*** PROVIDED RECORDS ***
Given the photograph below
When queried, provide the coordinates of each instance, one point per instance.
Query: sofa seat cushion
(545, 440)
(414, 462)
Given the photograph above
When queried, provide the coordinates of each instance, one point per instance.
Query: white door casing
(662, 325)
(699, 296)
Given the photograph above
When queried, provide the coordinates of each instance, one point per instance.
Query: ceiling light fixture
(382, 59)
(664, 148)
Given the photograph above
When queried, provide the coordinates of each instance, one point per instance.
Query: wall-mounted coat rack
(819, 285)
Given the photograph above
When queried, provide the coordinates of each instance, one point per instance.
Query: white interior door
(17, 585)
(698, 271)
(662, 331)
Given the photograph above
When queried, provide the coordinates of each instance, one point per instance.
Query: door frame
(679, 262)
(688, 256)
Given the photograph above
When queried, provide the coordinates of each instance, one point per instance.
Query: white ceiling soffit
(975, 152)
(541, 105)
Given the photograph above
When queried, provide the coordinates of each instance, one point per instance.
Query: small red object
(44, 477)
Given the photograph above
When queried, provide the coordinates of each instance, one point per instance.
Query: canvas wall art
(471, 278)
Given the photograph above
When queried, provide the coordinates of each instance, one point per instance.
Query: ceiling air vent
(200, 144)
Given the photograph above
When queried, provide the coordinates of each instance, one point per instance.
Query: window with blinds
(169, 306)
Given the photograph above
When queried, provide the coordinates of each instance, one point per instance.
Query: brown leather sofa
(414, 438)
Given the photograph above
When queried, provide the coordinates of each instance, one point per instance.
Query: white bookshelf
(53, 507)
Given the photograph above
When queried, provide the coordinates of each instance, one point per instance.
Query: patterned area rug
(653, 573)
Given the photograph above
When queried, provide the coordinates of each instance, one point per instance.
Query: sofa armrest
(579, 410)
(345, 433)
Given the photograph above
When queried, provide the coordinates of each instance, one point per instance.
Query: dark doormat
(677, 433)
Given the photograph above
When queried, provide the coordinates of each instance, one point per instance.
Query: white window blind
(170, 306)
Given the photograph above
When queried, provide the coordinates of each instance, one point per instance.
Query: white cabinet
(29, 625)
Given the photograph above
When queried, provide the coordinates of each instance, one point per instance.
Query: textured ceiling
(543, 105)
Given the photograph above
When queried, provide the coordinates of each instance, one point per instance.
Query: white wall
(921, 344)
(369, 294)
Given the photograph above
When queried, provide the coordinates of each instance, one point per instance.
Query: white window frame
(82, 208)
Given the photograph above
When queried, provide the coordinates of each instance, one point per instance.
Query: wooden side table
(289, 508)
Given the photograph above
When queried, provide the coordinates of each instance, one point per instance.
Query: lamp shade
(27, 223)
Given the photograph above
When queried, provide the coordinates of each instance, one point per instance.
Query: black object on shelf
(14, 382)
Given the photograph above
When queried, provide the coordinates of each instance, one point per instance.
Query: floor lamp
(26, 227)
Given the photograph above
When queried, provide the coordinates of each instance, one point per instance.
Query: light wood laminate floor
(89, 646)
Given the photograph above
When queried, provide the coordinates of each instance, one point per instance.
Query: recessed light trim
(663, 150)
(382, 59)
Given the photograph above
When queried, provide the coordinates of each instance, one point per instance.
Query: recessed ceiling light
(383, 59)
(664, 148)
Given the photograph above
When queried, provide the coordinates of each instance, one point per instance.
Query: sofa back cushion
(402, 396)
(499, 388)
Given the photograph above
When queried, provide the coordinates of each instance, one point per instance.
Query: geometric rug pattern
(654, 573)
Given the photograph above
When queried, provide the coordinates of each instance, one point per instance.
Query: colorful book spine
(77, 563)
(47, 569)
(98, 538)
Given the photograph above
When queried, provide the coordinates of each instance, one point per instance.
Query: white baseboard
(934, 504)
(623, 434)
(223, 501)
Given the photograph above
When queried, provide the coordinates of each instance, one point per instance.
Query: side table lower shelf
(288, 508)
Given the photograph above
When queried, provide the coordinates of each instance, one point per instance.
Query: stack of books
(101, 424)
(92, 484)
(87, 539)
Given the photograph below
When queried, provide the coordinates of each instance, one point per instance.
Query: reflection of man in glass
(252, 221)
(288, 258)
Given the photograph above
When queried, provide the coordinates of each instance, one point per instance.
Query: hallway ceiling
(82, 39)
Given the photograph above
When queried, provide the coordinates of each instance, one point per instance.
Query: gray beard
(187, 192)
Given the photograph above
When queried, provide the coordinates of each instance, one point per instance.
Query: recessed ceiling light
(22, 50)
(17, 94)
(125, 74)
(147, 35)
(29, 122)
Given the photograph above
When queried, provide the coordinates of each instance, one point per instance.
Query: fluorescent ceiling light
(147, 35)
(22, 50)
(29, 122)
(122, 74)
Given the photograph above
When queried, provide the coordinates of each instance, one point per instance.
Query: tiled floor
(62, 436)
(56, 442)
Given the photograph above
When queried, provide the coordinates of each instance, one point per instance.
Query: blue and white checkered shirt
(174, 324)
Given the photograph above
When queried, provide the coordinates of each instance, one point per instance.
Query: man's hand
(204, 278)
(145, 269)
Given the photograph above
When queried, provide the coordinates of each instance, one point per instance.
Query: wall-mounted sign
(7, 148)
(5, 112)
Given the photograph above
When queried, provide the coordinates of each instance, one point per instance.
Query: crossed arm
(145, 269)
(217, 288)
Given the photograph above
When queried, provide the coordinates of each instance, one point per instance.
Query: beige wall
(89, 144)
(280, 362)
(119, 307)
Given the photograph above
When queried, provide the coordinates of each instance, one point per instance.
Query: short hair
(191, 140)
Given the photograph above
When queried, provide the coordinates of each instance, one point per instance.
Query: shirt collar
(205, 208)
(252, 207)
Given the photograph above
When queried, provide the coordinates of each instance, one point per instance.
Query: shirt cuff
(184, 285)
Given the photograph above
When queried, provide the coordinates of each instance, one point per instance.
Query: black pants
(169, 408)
***
◆ YOUR GOAL
Produce an exact copy of all the records.

◆ COMPLETE OUTPUT
Given the photograph below
When queried, provide the coordinates of each instance, one point per instance.
Query: sofa seat cushion
(545, 440)
(414, 462)
Given the photograph above
When queried, provide the coordinates of each instance, one point per instance.
Query: white door casing
(662, 325)
(699, 296)
Given the photograph above
When queried, provide the coordinates of each instance, one point per instance.
Query: ceiling light fixture
(382, 59)
(664, 148)
Given the photograph above
When queried, provide the coordinates of each instance, one point per instance.
Query: wall-mounted coat rack
(819, 285)
Given the photograph above
When queried, provide the coordinates of each instance, one point per instance.
Query: white interior door
(17, 585)
(698, 271)
(662, 331)
Given the photograph above
When queried, provide the coordinates of each instance, one point per instance.
Query: door frame
(679, 262)
(688, 256)
Given the photograph above
When queried, provide the coordinates of each instance, one point per instance.
Query: white ceiling soffit
(975, 152)
(541, 105)
Given the photograph above
When queried, provide the coordinates of each instance, one point per instance.
Query: small red object
(44, 477)
Given the photograph above
When queried, provide the coordinates of each instance, one point per instance.
Query: canvas wall art
(471, 278)
Given the photograph above
When queried, provide the coordinates of each instance, one point per instance.
Query: ceiling air vent
(200, 144)
Given the photograph above
When queried, provide the coordinates of each instance, one point per instance.
Query: window with blinds
(169, 306)
Given the photograph above
When queried, provide the coordinates of each instance, one point per instance.
Query: brown leather sofa
(414, 438)
Given the photograph above
When queried, provide the coordinates of each instance, one point per instance.
Query: white bookshelf
(53, 507)
Given the photograph above
When queried, provide the coordinates of each instance, one point per instance.
Query: patterned area rug
(653, 573)
Given the photograph above
When queried, provide the coordinates of each instance, one point per instance.
Query: sofa armrest
(579, 410)
(345, 433)
Given the photograph above
When queried, provide the coordinates of each instance, one point per instance.
Query: dark doormat
(677, 433)
Given the photograph above
When queried, provide the coordinates of each instance, one point per instance.
Query: white window blind
(170, 306)
Given the photograph above
When queried, provide the coordinates of each instance, one point per instance.
Query: white cabinet
(29, 625)
Given the photograph above
When queried, provide the coordinates of each instance, one point per instance.
Query: textured ceiling
(543, 105)
Given the photograph above
When queried, provide the coordinates of each instance, one point per instance.
Query: white wall
(921, 344)
(369, 294)
Given the photograph above
When queried, provide the coordinates of each instance, one point per instance.
Query: white window frame
(82, 208)
Given the photograph above
When queried, provide the coordinates of each instance, one point per instance.
Query: wooden side table
(289, 508)
Given the photograph above
When queried, provide the coordinates of each instance, one point per instance.
Query: lamp shade
(27, 223)
Given the photograph above
When queried, provide the coordinates of each instance, one point per instance.
Query: black object on shelf
(14, 382)
Given the photograph above
When queried, provide the coordinates of each instance, one point per instance.
Query: floor lamp
(26, 227)
Given the photograph above
When queried, provide the coordinates of each instance, one point per instance.
Query: light wood laminate floor
(89, 646)
Given the photograph above
When queried, provide the coordinates of each instance, one point per instance.
Query: recessed light trim
(663, 150)
(382, 59)
Given the photograph above
When queried, provide the coordinates of each instance, one point per instance.
Query: recessed ceiling light
(383, 59)
(664, 148)
Given the photograph above
When queried, provide the coordinates of each instance, one point per instance.
Query: sofa back cushion
(402, 396)
(499, 388)
Given the photograph above
When queried, provide the coordinates of each instance, one point per instance.
Query: geometric rug pattern
(654, 573)
Given the photograph above
When queried, provide the coordinates of each instance, one point per instance.
Query: colorful book spine
(77, 563)
(47, 569)
(98, 538)
Given the photograph above
When queried, provide the coordinates of each instance, one point per instance.
Query: white baseboard
(934, 504)
(623, 434)
(223, 501)
Given the photograph above
When queried, provide the coordinates of each instance, one point per instance.
Query: side table lower shelf
(288, 508)
Given the photograph above
When queried, provide the coordinates of each instance, one point per instance.
Query: stack of books
(101, 424)
(92, 484)
(87, 539)
Given the photograph below
When queried, provide the coordinates of each instance, one point per instance.
Query: reflection of man in glass
(252, 221)
(288, 258)
Given the photograph above
When queried, provide the coordinates of each instance, one point per instance.
Query: hallway ceiling
(82, 39)
Given the photograph above
When queried, provide the coordinates of each instance, one point per instance.
Query: gray beard
(187, 192)
Given the photograph above
When queried, provide the coordinates of each instance, one point per instance.
Query: recessed ceiling light
(22, 50)
(17, 94)
(125, 74)
(147, 35)
(29, 122)
Given the photograph above
When queried, provide the coordinates of each instance, one point per instance.
Query: fluorescent ceiling light
(147, 35)
(22, 50)
(29, 122)
(122, 74)
Given the photograph above
When queried, provide the coordinates of each instance, one point per instance.
Query: tiled floor
(62, 436)
(56, 442)
Given the photograph above
When queried, provide the coordinates of each instance, one point per instance.
Query: blue and white checkered shirt
(174, 324)
Given the photograph above
When queried, provide the coordinates of each instance, one point per instance.
Query: man's hand
(204, 278)
(145, 269)
Given the photograph above
When queried, provide the coordinates of each instance, one point per instance.
Query: wall-mounted sign
(7, 148)
(5, 112)
Given the photograph above
When queried, provide the coordinates of each instance, one point per instance.
Query: crossed arm
(145, 269)
(217, 288)
Given the photograph above
When queried, provide the coordinates of each instance, one point per instance.
Query: beige wall
(89, 144)
(280, 362)
(119, 307)
Given the photograph above
When queried, provide the coordinates of each instance, one point per instance.
Query: short hair
(191, 140)
Given the photograph above
When queried, provide the coordinates of each instance, one point per instance.
Query: shirt collar
(205, 208)
(252, 207)
Given the photograph above
When queried, provide the coordinates of each instance, one point per instance.
Query: shirt cuff
(184, 285)
Given the photograph above
When queried, provide the coordinates of each instance, one point per instance.
Query: black pants
(169, 408)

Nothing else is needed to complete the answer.